» **Listed entries**
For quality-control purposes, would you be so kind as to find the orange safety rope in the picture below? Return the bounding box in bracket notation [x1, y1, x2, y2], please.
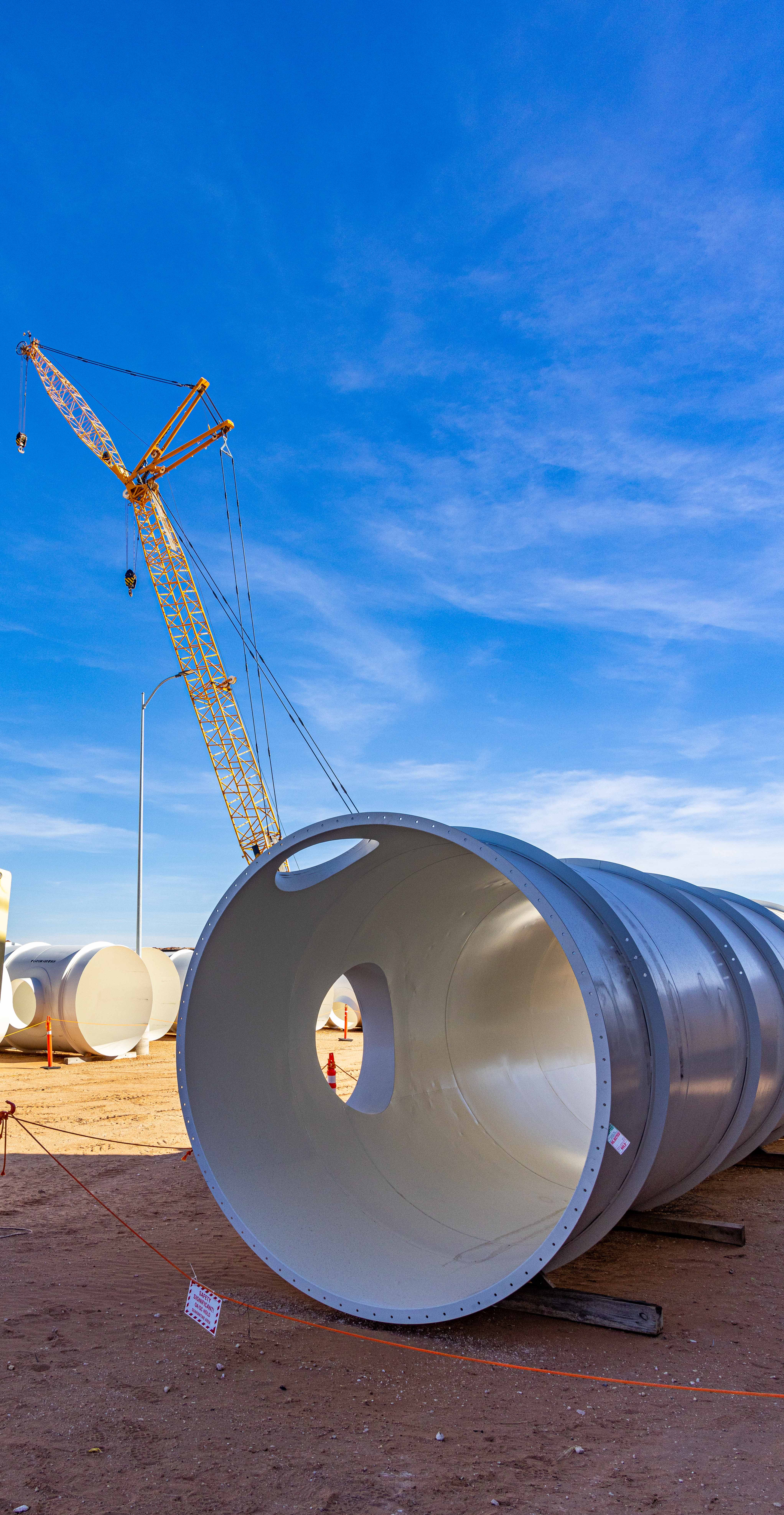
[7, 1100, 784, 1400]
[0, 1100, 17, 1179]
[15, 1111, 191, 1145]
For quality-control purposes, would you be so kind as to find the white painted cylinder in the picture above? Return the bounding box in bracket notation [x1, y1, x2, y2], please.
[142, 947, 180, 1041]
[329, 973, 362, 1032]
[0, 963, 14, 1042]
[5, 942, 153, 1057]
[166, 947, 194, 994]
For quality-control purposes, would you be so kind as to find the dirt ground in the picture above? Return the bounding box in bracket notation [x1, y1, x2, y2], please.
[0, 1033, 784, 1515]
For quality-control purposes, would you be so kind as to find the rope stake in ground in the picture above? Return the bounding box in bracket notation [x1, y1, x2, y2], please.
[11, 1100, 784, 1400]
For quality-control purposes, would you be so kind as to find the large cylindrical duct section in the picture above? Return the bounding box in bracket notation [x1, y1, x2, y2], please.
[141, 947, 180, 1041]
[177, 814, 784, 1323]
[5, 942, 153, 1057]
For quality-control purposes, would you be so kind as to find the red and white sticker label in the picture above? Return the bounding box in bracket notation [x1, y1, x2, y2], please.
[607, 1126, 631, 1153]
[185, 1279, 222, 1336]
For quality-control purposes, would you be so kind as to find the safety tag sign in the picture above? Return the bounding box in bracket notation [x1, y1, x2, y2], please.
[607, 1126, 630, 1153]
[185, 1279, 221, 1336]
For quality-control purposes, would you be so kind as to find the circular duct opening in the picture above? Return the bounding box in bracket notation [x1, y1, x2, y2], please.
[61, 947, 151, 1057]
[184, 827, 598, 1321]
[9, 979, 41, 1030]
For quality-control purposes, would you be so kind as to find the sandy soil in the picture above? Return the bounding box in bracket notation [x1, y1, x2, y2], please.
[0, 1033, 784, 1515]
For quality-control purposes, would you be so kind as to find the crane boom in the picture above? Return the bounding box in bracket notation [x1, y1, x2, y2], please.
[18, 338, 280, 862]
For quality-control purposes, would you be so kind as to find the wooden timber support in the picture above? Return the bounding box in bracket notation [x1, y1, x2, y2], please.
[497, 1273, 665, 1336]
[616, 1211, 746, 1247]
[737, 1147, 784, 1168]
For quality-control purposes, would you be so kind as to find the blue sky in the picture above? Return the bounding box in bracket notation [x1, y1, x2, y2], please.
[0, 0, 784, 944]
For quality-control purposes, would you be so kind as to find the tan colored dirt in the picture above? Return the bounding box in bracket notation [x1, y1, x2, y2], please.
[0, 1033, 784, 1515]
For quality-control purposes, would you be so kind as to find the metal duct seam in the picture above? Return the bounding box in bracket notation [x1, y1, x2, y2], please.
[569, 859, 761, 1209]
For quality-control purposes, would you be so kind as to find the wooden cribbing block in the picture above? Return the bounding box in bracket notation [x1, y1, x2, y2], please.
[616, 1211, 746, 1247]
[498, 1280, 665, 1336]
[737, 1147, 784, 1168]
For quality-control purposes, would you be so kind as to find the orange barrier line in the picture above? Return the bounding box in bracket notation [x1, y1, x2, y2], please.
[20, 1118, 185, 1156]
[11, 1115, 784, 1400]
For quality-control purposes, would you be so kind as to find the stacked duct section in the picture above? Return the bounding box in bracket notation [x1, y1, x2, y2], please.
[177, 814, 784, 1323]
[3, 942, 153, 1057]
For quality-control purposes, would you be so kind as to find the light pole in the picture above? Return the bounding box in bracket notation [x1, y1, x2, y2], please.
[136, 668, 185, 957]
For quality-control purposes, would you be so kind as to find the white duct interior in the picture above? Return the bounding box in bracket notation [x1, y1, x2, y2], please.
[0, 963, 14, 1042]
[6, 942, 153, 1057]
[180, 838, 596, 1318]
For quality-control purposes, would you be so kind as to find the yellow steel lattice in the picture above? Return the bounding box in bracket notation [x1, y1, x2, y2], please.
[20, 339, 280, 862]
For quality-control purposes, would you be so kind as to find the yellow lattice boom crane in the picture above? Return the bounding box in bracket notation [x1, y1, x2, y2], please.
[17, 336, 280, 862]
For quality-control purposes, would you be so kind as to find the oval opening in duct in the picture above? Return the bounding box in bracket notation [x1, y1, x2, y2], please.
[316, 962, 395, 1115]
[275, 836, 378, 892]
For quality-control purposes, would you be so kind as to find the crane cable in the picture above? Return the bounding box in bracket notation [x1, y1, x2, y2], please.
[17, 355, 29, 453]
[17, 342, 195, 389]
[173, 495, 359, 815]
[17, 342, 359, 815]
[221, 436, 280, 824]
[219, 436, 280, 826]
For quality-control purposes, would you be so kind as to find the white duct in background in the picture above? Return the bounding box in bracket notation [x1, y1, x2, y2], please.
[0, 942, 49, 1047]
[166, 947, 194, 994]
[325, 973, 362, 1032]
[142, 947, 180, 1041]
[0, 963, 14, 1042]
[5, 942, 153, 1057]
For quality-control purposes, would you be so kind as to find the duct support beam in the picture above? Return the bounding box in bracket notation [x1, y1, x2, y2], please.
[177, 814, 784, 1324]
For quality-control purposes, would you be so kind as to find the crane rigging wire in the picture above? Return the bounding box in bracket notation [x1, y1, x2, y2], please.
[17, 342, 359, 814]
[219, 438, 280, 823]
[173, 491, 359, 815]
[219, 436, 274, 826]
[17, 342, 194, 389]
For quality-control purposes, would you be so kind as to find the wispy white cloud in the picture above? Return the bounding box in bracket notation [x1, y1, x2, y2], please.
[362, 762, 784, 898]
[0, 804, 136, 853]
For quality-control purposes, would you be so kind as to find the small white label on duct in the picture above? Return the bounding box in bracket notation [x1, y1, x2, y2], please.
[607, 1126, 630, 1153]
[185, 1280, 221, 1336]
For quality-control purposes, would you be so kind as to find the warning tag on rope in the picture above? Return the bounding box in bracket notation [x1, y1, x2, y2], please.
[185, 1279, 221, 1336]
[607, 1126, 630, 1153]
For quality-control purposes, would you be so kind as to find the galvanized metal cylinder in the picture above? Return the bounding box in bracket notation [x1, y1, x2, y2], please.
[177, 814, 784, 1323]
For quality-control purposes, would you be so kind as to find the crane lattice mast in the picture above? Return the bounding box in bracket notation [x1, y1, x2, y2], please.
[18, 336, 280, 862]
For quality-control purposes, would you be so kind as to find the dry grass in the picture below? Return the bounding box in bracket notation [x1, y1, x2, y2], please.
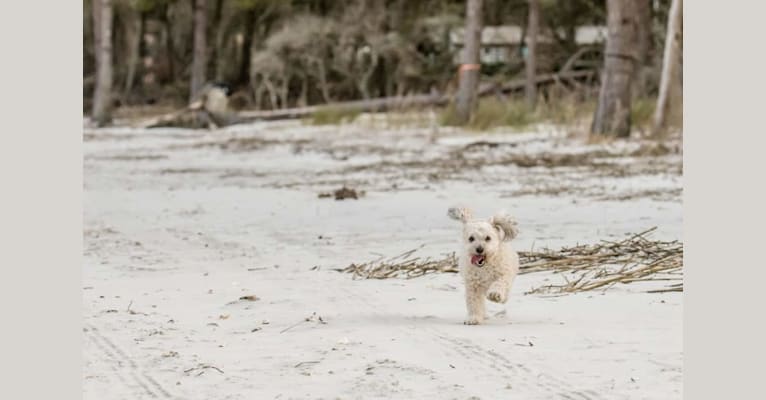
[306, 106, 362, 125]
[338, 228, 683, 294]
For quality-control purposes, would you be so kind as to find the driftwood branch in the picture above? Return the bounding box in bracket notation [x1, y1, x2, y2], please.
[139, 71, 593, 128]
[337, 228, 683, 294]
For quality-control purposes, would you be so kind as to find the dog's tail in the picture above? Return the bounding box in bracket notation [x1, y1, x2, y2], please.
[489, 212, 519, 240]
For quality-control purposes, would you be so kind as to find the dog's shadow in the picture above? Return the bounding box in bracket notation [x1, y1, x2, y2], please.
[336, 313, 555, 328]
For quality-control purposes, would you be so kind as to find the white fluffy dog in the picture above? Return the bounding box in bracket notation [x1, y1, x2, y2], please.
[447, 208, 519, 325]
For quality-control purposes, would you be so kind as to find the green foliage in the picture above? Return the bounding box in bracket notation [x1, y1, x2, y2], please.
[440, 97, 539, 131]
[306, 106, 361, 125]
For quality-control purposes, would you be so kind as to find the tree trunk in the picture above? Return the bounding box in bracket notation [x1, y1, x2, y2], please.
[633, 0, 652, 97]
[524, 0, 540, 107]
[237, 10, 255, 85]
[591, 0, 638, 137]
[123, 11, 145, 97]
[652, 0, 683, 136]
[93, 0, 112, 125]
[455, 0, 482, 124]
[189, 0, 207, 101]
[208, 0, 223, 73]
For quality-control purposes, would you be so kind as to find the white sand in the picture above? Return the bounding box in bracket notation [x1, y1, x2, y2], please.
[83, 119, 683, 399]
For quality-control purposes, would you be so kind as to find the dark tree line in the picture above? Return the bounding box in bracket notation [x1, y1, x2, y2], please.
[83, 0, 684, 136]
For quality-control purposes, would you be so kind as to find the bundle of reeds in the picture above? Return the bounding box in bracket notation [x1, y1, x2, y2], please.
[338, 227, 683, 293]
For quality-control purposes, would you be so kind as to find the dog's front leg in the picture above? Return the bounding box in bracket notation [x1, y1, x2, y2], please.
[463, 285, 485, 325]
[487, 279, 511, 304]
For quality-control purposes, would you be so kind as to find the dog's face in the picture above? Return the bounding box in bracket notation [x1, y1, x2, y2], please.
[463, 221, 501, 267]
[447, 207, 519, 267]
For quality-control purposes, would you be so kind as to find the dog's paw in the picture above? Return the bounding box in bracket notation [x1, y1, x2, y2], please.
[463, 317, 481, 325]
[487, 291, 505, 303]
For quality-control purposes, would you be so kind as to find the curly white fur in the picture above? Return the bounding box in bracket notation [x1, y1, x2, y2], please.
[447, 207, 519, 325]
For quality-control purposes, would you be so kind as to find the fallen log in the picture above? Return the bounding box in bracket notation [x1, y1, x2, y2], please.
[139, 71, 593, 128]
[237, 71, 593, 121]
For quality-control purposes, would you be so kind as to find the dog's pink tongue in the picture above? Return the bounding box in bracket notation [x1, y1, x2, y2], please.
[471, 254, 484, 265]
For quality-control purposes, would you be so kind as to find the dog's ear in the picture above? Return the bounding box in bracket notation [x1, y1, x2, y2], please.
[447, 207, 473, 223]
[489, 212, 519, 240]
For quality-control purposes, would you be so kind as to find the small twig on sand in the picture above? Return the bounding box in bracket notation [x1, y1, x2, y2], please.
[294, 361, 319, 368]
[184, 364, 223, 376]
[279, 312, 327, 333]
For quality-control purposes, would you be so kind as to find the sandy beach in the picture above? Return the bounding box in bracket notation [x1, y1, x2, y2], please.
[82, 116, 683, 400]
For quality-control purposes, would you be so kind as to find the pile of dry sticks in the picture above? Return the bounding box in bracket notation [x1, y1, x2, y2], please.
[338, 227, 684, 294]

» **What the exercise asks**
Rewrite the rows from the line containing "the crane rigging" up to and including the line containing "[17, 342, 194, 389]" as a numbered list, leaving out any blank lines.

» **Problem solution**
1. For quality-control purposes, would you be so kind as to find the crane rigging wire in the picture above? Return the bounding box in bracket notation [x1, y1, x2, y2], please.
2. [17, 342, 359, 814]
3. [219, 438, 280, 823]
4. [173, 491, 359, 815]
5. [219, 436, 274, 826]
6. [17, 342, 194, 389]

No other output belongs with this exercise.